> Exercise materials
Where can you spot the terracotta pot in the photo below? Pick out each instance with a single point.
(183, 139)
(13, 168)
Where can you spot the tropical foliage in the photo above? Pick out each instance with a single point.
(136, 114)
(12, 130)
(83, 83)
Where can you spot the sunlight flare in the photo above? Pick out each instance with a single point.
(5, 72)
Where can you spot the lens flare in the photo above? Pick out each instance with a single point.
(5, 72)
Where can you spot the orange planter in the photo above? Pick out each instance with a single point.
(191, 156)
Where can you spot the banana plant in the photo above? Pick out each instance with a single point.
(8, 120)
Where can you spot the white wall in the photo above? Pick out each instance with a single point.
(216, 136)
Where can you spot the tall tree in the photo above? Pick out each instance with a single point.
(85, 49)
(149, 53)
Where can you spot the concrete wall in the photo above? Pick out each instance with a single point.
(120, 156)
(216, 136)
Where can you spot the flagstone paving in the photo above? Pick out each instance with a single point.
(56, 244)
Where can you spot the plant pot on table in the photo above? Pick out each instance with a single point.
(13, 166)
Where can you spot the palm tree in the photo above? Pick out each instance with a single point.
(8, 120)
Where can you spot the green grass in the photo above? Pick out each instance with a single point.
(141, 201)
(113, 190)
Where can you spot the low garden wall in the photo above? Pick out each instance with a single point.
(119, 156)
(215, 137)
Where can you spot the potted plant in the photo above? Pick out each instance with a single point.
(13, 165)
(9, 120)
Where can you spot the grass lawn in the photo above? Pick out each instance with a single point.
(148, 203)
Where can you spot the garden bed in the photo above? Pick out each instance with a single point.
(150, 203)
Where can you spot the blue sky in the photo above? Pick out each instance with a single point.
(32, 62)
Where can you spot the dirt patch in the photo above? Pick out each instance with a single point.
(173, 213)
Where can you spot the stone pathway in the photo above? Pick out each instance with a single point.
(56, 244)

> Assigned task
Print all the records exactly as written.

> Solution to the exercise
Where can you spot the terracotta pot in the photo below? Pick out each instance with a single point.
(183, 139)
(13, 168)
Where can you spot the tropical foliage in the photo above? Pick out each instance with a single point.
(136, 114)
(12, 130)
(83, 83)
Where can you spot the sunlight flare in the photo above? Pick out each instance with a single point.
(5, 72)
Where can you spot the lens flare in the photo above? Pick out each instance with a single point.
(5, 72)
Where can you spot the orange planter in the photo above? Pick out each instance with a single point.
(191, 156)
Where can you spot the banana plant in the photo above? Pick out each instance with a single point.
(8, 120)
Where can you spot the white wall in the photo above? Pick out each instance with a single point.
(216, 136)
Where can you spot the tall tree in the photo above? Pick out each instance with a single point.
(85, 49)
(149, 53)
Where can you spot the concrete wall in the photo above? Pick out each instance with a single point.
(120, 156)
(216, 136)
Where can you spot the flagstone paving in the photo above? Pick out each instance with a single point.
(56, 244)
Where can you spot the plant pot on table in the photo above? Pick out each instance with a single point.
(13, 166)
Where can you spot the palm tree in the photo above? Pick out each instance with a single point.
(8, 120)
Where can you spot the green grass in the photo above? Pick out each instance with a single point.
(141, 201)
(113, 190)
Where can you spot the low garden wall in the photo above? Pick out each instance with a single point.
(119, 156)
(215, 137)
Where can you spot the potted plant in the photo above? Pick out each instance with a single point.
(13, 165)
(9, 120)
Where can you spot the grass lawn in the photo above? Pick out each instance with a single point.
(148, 203)
Where can you spot the garden bed in the photo above? Pick out each instance with a single point.
(150, 203)
Where can you spot the blue sky in the photo above? Pick out each instance with a single point.
(32, 62)
Where can you spot the dirt patch in the photo above? Pick out each instance with a single point.
(173, 213)
Where can you spot the stone pathway in the photo above? Pick out each instance with a single point.
(56, 244)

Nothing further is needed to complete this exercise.